Core Principles That Guide Strong Stewardship

  • Accuracy first. Every entry feeds reports, taxes, and decisions.
  • Transparency. Make records easy to follow.
  • Accountability. Own your part and hold others to the same standard.
  • Diligence. Check details even on busy days.
  • Integrity. Do the right thing even when no one is watching.

Apply these principles consistently and AP builds trust with leadership, vendors, and other departments.

Avoid These Common Pitfalls

  • Rushing approvals just to clear the queue.
  • Weak vendor master file controls.
  • Over-reliance on automation without human judgment.
  • Poor separation of duties.
  • Ignoring small red flags.

Fix them with simple checklists and regular reviews. I have seen teams cut errors in half with one extra verification step on high-risk items.

Practical Tools and Practices

You do not need fancy software to begin. Focus on solid basics:

  • Use positive pay or bank validation services.
  • Run regular vendor statement reconciliations.

■ **What needs to be done**: Please state which step, according to the text on strong stewardship, has helped teams cut errors in half. The data after this point comes from a separate source.

■ **Supplied information**:
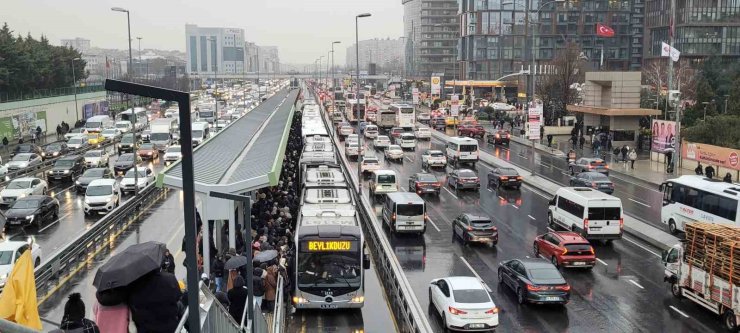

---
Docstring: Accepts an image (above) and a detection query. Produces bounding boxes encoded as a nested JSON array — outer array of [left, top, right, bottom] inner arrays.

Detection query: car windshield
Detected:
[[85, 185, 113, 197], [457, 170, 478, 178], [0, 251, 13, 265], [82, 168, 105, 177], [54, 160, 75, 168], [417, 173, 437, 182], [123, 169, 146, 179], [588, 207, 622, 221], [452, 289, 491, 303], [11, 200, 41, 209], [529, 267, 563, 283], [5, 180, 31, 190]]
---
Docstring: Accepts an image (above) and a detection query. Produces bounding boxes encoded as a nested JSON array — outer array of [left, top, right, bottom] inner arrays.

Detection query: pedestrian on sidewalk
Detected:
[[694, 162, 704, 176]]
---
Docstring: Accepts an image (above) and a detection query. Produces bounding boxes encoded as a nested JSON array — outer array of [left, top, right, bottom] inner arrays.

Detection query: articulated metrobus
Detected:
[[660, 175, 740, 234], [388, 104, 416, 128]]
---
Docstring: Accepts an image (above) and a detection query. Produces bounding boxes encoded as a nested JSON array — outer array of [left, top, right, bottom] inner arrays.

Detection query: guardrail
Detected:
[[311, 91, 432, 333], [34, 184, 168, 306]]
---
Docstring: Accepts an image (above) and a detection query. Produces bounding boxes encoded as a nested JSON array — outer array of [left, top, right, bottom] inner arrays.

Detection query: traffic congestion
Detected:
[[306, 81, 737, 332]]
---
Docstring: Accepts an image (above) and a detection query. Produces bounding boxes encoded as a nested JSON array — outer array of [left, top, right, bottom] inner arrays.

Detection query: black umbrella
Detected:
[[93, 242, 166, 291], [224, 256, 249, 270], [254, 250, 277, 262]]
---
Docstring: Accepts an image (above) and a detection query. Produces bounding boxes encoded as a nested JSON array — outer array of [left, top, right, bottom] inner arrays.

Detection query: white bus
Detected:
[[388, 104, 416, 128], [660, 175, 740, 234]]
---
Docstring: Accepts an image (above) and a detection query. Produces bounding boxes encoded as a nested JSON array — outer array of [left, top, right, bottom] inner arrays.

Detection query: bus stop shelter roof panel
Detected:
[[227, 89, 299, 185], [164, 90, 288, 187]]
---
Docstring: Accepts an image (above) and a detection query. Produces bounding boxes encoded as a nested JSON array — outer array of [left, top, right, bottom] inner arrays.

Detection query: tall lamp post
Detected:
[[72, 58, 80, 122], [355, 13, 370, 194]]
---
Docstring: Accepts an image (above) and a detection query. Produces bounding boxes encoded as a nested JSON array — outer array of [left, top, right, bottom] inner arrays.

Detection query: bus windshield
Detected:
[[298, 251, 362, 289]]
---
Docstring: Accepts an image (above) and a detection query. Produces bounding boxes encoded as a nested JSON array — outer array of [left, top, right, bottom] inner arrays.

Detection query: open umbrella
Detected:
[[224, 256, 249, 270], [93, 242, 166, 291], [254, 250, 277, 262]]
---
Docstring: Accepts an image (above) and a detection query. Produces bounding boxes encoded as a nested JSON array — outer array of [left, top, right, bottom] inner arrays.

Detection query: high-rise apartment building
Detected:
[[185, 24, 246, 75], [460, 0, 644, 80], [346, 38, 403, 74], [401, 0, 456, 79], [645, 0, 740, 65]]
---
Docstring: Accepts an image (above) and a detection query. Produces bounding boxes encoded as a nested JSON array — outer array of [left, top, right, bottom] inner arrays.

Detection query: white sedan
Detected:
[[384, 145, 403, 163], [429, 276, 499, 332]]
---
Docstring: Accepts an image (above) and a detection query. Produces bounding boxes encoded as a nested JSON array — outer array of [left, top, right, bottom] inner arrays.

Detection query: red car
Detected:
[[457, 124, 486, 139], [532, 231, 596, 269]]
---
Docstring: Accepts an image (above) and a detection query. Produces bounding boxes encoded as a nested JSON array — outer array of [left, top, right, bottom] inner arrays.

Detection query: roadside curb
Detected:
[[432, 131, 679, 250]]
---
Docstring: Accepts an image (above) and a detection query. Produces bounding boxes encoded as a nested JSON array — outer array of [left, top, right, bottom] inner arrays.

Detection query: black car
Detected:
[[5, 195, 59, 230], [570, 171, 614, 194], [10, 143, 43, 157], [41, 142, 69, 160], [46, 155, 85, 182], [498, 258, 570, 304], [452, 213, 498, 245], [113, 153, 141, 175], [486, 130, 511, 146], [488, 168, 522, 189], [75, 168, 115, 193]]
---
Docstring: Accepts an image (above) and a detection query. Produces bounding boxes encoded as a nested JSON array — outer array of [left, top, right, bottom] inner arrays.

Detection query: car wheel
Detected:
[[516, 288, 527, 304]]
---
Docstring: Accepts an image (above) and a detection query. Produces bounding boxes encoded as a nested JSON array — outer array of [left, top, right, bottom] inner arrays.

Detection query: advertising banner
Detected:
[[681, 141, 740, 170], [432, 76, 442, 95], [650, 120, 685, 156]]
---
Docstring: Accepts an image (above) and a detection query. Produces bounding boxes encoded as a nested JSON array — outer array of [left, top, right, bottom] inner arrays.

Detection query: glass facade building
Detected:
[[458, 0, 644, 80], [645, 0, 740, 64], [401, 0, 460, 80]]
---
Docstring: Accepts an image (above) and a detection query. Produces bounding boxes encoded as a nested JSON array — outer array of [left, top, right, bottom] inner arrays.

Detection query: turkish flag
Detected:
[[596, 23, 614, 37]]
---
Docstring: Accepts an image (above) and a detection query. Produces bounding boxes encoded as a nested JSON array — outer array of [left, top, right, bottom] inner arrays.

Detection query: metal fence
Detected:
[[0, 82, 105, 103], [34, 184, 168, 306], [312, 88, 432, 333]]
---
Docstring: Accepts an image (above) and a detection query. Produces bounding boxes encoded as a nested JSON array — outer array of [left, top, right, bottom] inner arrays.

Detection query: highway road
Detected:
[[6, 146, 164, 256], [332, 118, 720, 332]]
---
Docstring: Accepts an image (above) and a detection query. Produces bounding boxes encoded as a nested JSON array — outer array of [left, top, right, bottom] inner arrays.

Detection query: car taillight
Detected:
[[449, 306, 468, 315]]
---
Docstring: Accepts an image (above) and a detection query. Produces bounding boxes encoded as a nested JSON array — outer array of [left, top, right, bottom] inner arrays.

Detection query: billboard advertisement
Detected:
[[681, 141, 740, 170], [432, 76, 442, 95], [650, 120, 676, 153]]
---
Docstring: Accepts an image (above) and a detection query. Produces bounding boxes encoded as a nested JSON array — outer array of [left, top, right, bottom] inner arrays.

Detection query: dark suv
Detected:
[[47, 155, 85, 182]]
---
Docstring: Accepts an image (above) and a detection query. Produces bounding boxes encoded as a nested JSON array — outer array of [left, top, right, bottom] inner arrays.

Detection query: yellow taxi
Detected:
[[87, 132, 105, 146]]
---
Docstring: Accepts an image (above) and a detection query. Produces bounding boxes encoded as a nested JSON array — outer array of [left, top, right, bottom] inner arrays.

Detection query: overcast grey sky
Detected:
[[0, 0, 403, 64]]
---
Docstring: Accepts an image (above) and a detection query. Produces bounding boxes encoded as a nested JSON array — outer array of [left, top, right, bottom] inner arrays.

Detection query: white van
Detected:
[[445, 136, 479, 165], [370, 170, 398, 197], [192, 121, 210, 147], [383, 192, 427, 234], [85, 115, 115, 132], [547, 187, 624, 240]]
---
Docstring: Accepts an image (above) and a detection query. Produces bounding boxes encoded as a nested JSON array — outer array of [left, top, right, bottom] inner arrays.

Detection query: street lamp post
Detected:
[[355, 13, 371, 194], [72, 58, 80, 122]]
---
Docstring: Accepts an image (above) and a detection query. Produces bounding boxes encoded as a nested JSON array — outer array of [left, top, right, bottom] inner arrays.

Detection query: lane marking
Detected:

■ **Final answer**: One extra verification step on high-risk items.